** Given request 1 **
Reproduce the entries word for word, everything from the line containing "Worker note: The target object is red petal." down to the final line of the entries, with both of those lines included.
>> Start Provided passage
Keeping up: Steps in the right direction
This is the last in a four-part series on how project management is facing up to the challenges of the 21st century business environment.
I am noticing a shift towards working in a more 21st century way. The focus for many recruiters is now on people who can demonstrate emotional intelligence (read more about that here) and not just technical competence. PMI has set up a New Media Council to establish ways to better interact with members and non-members around the world. The BCS has a Social Media Executive. Soft skills are featuring in methods and frameworks like PMBOK and the APM Body of Knowledge. TSO brought out a series of three ‘Focus on Skills’ books earlier this year.
All the ‘new ways of working tools’ I looked at last week are essentially communication tools. The people we want working on our projects now need to have excellent communication skills, and an openness to business change, in the widest sense.
That appreciation of business change is key to establishing good working relationships with people who work in different ways to us. Let me give you a concrete example of where stakeholders can be more forward-thinking in their adoption of new business practices.
>> End Provided passage
>> Start Dataset extract
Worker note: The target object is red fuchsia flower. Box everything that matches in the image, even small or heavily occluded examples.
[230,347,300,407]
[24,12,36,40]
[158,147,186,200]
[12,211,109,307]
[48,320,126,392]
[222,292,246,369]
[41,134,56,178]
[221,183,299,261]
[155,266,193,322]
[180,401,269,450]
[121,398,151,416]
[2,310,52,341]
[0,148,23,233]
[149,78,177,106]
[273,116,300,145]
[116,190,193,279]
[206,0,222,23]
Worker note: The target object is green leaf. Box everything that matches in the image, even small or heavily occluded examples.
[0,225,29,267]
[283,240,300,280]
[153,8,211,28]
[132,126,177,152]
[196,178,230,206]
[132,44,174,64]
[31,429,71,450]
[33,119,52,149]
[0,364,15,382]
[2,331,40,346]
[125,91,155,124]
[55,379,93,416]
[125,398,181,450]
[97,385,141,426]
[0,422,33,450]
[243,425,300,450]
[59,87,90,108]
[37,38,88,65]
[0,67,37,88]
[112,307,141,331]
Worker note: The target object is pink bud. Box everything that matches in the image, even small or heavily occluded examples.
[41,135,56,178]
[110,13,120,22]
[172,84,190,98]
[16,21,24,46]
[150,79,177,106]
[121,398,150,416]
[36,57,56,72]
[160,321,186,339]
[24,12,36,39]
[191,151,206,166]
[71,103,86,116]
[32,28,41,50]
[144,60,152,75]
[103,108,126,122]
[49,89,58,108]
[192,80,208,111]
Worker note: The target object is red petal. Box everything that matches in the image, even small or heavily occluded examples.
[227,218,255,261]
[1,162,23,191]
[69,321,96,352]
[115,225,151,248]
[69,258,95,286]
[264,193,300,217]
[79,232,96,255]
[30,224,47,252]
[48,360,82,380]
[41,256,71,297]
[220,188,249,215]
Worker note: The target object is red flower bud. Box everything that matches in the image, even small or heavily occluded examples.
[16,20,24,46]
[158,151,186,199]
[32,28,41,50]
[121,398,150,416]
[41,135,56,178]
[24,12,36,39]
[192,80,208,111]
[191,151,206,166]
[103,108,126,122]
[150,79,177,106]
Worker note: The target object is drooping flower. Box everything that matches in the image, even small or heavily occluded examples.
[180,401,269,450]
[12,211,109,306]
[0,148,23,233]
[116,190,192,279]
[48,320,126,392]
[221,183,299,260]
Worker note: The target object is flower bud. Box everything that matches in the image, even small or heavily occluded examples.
>> End Dataset extract
** Given request 2 **
Answer these questions from the article on project management:
(a) What has PMI set up?
(b) What did TSO bring out earlier this year?
(c) What are all the "new ways of working tools" looked at the previous week essentially?

** Worked solution 1 **
Worker note: The target object is red petal. Box everything that matches in the image, even small or heavily occluded examples.
[227,218,255,261]
[1,162,23,191]
[69,321,96,352]
[115,225,151,248]
[69,258,95,286]
[264,193,300,217]
[79,232,96,255]
[30,224,47,252]
[48,360,82,380]
[41,256,71,297]
[220,188,249,215]
Worker note: The target object is red flower bud. Box everything that matches in the image, even small or heavily occluded examples.
[16,20,24,46]
[158,151,186,199]
[32,28,41,50]
[121,398,150,416]
[41,135,56,178]
[24,12,36,39]
[192,80,208,111]
[191,151,206,166]
[103,108,126,122]
[150,79,177,106]
Worker note: The target object is drooping flower. Box everything that matches in the image, even small or heavily occluded examples.
[180,401,269,450]
[12,211,109,306]
[0,148,23,233]
[116,190,192,279]
[48,320,126,392]
[221,183,299,260]
Worker note: The target object is flower bud. Box everything that matches in the image, even small or heavily occluded examples.

** Worked solution 2 **
(a) A New Media Council
(b) A series of three "Focus on Skills" books
(c) Communication tools